"""
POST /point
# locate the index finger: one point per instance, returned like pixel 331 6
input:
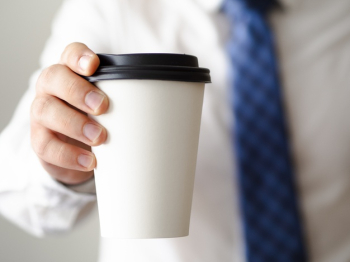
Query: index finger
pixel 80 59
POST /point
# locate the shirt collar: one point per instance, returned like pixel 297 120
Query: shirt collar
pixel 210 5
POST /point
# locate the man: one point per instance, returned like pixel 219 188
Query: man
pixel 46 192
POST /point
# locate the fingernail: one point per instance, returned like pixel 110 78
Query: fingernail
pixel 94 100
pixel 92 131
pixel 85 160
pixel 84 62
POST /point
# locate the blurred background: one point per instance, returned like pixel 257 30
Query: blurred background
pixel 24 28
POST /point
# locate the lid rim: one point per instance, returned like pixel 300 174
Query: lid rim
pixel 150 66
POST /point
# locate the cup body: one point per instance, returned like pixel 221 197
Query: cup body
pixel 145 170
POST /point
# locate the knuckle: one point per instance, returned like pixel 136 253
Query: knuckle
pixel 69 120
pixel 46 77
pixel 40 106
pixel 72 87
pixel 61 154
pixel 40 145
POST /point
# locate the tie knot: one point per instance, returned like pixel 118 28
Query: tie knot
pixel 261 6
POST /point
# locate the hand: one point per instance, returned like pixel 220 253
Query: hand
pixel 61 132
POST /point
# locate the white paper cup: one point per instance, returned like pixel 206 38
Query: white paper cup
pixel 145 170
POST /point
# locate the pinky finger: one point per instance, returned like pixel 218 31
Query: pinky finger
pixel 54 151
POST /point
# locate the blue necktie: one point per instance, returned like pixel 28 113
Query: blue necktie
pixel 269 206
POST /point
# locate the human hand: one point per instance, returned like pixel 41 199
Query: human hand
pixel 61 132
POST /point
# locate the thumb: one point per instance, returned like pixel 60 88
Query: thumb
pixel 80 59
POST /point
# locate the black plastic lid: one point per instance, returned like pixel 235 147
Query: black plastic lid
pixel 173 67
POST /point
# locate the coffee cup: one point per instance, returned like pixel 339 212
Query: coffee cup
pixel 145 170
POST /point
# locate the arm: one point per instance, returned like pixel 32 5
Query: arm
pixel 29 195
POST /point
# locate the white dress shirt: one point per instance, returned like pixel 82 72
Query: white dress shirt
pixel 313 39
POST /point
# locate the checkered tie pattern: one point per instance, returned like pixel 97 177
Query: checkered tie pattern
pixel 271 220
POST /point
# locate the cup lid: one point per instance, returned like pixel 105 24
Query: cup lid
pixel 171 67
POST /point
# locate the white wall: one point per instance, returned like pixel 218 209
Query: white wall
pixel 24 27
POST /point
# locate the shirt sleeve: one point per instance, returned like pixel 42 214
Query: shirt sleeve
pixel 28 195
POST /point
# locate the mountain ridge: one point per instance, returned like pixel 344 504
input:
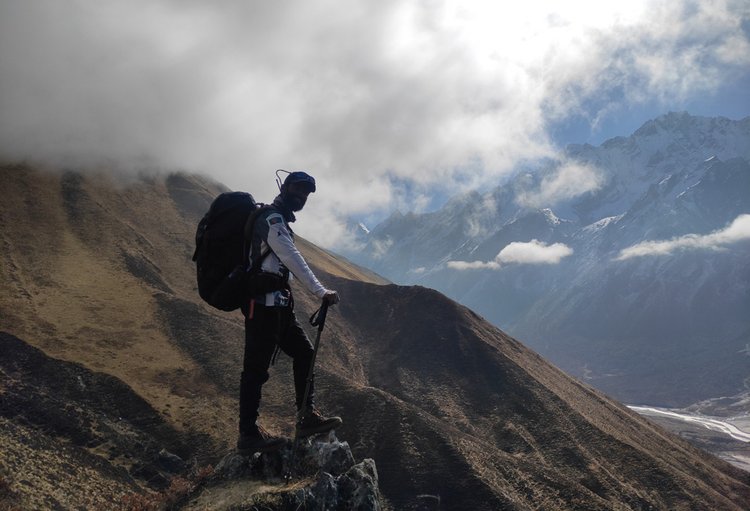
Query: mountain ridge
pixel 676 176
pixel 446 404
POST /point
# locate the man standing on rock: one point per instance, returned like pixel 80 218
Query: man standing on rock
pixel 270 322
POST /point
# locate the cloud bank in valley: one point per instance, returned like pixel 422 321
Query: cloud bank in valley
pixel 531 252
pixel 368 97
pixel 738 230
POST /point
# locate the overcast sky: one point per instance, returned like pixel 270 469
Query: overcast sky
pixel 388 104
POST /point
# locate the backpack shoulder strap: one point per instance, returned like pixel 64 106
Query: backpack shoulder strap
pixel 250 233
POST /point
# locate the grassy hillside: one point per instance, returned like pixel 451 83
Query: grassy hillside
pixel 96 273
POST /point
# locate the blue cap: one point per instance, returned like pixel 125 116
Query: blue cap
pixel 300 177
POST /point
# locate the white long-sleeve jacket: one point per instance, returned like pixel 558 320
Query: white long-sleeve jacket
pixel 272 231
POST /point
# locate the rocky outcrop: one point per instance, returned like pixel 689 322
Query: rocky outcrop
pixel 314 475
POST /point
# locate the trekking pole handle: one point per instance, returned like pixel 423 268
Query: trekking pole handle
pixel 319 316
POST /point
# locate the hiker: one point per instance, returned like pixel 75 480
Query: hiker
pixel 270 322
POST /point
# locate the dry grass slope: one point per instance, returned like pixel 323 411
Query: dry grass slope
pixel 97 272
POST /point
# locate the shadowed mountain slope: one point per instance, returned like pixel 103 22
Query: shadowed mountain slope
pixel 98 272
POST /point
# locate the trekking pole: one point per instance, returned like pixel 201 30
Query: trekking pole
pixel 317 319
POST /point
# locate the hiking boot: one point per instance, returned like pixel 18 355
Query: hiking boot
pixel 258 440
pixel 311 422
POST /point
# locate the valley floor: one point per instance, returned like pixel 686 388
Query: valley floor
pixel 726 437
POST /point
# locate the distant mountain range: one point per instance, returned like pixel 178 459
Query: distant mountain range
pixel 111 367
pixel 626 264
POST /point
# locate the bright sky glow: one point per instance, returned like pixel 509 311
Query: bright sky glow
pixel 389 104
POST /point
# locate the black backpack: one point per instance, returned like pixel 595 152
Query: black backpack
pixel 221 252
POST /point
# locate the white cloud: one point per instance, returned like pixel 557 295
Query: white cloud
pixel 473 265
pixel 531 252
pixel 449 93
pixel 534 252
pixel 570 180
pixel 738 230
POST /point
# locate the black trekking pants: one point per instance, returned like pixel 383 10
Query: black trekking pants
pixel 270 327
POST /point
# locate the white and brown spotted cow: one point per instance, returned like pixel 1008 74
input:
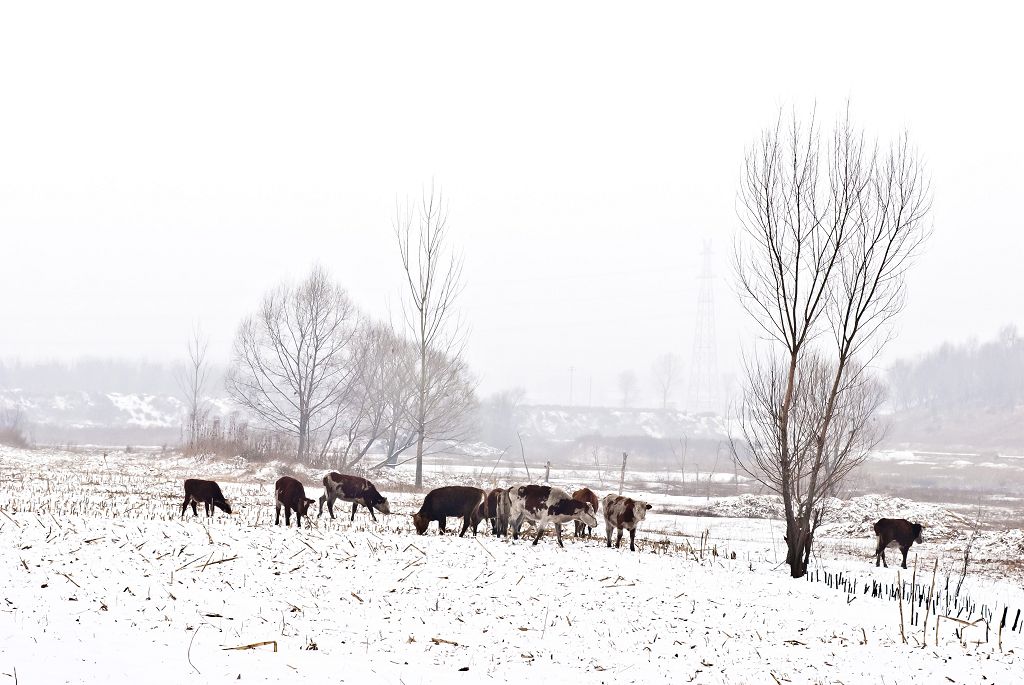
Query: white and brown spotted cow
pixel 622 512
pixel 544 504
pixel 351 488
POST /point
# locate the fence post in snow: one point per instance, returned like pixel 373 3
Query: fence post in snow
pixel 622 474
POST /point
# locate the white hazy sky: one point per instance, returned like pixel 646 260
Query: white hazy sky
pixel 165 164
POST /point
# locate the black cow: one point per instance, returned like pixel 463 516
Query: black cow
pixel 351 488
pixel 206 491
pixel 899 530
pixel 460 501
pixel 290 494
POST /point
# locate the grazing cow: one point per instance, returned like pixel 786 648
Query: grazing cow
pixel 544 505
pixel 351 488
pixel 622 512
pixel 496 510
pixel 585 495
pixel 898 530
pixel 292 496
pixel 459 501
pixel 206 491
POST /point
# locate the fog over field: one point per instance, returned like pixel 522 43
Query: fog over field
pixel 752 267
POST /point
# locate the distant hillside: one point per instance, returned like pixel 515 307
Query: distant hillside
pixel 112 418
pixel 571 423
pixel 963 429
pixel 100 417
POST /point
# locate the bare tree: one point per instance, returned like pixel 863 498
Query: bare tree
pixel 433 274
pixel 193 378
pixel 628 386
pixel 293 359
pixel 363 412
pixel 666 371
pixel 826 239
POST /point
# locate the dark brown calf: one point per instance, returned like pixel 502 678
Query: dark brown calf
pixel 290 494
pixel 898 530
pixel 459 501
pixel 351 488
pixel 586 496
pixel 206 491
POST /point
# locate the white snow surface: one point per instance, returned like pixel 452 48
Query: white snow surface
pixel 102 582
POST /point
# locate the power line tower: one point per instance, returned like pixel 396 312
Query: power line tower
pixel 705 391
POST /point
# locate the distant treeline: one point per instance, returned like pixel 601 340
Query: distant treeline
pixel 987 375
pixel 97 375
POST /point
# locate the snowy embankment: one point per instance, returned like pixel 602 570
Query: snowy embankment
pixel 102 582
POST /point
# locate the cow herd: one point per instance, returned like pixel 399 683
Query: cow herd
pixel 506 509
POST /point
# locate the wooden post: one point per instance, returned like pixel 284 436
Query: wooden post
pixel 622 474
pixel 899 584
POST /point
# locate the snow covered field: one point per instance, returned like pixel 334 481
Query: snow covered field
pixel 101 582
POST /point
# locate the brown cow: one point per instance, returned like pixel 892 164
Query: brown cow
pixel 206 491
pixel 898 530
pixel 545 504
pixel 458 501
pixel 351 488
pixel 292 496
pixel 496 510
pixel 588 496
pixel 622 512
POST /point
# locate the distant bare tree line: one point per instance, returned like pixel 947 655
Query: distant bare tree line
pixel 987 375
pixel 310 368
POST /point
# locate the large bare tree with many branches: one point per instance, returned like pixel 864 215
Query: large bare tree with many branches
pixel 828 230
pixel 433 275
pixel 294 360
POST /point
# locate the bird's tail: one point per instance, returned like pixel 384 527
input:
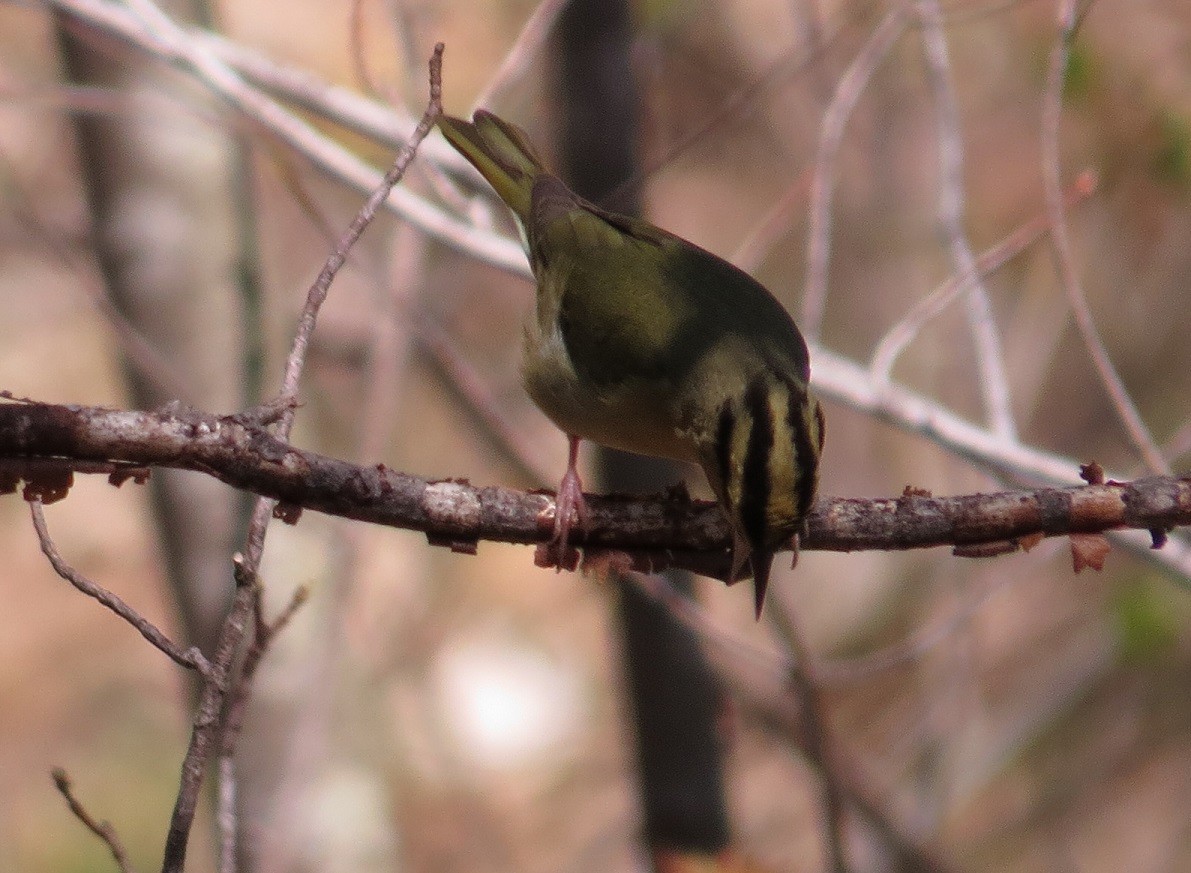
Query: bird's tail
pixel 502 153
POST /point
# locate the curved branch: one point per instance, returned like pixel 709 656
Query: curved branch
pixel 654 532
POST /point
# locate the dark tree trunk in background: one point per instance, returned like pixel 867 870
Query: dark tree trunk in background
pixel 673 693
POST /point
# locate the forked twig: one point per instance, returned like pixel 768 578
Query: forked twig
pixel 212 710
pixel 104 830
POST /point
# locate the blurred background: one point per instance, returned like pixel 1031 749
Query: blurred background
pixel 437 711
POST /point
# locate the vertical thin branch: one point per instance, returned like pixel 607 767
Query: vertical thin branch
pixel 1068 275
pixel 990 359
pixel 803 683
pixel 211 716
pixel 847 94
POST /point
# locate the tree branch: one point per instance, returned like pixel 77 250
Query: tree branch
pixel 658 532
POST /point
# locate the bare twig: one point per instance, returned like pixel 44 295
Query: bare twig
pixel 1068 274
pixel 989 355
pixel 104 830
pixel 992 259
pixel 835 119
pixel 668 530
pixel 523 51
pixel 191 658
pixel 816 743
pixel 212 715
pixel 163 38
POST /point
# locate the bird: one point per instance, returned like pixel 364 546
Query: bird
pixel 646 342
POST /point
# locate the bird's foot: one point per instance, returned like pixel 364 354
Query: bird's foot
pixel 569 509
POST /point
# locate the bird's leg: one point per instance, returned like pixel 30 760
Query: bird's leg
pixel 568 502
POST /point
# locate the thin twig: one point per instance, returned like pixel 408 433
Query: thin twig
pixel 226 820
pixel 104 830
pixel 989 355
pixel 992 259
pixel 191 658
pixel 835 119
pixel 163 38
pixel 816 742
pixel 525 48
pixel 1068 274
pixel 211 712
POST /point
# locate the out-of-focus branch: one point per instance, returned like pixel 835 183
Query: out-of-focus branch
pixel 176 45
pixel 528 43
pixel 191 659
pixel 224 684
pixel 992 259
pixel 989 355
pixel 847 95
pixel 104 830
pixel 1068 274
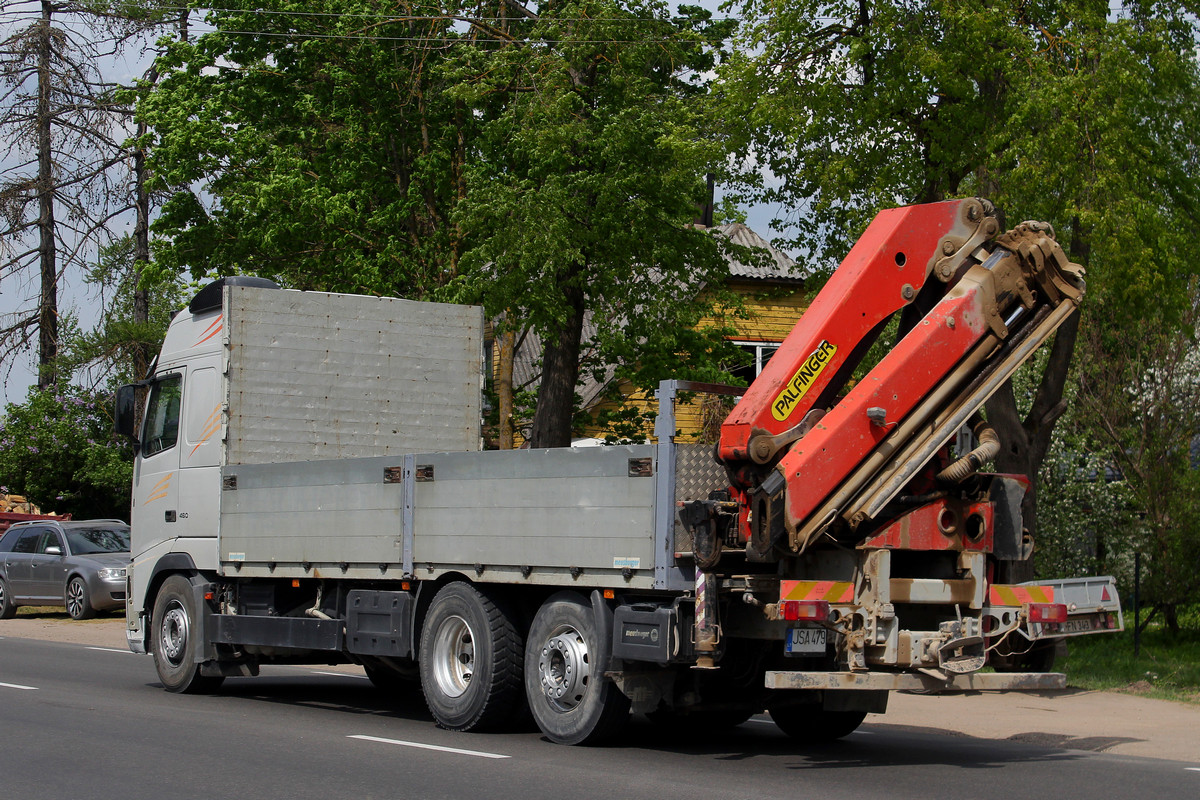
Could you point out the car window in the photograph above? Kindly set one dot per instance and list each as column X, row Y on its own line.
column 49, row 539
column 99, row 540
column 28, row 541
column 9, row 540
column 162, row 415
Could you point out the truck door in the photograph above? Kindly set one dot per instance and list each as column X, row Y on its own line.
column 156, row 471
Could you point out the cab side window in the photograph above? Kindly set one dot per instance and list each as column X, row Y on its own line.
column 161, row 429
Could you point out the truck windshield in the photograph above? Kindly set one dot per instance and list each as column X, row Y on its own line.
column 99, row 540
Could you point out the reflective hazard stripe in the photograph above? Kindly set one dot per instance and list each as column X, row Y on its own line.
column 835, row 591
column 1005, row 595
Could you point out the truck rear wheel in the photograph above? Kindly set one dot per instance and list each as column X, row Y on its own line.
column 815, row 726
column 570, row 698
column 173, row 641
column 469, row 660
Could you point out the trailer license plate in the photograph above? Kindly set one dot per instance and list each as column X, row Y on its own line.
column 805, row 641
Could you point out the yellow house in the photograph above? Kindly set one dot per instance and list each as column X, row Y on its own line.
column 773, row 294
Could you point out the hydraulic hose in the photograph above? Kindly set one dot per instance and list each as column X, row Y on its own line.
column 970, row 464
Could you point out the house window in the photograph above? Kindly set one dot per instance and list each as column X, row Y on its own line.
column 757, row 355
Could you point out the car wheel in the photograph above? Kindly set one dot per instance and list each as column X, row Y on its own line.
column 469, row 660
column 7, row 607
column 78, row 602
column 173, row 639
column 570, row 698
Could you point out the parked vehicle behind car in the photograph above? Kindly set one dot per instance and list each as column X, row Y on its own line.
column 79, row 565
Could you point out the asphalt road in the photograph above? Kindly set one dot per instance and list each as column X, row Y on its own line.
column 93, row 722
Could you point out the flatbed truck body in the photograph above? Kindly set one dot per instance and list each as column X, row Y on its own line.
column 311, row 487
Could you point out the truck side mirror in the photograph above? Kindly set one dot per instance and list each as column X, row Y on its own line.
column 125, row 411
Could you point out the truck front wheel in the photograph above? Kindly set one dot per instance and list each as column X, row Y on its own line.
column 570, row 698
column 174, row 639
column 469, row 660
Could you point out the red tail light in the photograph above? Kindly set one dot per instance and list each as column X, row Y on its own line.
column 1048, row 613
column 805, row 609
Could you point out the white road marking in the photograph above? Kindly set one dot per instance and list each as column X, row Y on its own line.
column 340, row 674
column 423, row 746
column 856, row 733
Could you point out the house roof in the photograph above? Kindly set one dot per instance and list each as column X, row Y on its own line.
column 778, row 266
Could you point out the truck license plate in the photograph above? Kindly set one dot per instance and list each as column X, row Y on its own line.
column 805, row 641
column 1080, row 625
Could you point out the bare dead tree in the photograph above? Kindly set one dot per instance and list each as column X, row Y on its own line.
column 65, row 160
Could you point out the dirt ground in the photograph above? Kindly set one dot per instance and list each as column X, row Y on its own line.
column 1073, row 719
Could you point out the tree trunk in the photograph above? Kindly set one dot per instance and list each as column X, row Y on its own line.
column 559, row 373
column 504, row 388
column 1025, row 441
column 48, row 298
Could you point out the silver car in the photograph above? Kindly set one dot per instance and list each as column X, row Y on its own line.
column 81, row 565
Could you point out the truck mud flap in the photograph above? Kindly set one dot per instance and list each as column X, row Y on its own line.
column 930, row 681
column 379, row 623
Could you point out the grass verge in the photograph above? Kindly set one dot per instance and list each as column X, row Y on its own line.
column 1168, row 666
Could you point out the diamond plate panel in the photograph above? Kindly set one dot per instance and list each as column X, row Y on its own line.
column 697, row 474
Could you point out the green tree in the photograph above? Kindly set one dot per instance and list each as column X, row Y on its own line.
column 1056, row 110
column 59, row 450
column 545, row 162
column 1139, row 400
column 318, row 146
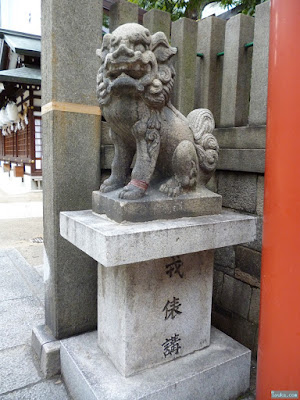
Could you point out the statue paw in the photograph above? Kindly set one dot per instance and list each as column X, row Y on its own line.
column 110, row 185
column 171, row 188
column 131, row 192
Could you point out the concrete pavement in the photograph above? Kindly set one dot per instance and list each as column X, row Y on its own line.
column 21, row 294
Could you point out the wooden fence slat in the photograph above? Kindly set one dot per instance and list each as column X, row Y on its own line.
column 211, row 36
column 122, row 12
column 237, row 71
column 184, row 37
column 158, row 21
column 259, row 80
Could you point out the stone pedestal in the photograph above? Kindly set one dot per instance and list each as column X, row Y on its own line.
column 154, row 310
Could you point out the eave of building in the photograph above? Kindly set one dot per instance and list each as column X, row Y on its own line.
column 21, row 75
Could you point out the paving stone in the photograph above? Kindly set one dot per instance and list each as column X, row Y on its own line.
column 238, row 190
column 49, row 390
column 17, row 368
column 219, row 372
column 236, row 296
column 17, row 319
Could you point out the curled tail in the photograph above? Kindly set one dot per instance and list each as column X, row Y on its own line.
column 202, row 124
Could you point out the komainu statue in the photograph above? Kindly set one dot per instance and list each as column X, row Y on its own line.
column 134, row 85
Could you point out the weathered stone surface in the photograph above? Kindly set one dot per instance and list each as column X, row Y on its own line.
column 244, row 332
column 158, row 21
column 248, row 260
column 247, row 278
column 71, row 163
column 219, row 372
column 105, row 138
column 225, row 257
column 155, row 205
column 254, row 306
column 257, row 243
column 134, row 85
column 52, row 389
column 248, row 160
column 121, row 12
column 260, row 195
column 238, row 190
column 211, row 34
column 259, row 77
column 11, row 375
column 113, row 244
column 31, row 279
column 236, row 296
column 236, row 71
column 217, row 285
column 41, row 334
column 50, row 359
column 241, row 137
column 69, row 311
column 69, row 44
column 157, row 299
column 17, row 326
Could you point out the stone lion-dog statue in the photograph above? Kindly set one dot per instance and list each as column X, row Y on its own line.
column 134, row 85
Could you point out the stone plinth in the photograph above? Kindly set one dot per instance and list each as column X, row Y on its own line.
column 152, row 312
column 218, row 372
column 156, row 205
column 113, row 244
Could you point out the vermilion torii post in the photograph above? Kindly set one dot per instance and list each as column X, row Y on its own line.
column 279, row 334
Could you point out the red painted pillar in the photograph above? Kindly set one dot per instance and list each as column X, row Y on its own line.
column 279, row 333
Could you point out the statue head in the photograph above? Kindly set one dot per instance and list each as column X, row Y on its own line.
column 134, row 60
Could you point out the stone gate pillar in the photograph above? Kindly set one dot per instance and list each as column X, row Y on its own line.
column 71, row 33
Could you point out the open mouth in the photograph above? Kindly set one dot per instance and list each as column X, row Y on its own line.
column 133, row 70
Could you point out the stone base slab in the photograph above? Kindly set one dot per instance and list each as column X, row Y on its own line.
"""
▶ Description of the task
From the listing above, repeat exactly the lines starting at the line that includes "# locate the curved" and ending at the line that includes "# locate the vertical", with nothing outside that span.

▶ Exercise output
# locate the curved branch: one point per instance, returned like pixel 709 656
Query: curved branch
pixel 654 532
POST /point
# locate the dark tree trunk in background: one point per instance, returned like pixel 867 870
Query: dark tree trunk in background
pixel 673 693
POST /point
# locate the forked twig: one point per instance, returned like pixel 768 578
Query: forked twig
pixel 212 710
pixel 104 830
POST /point
# locate the blurred background: one point per instance, returned like pixel 1031 749
Query: blurred background
pixel 437 711
POST /point
# locate the vertical thin branch: one point per instance, returned like pixel 607 767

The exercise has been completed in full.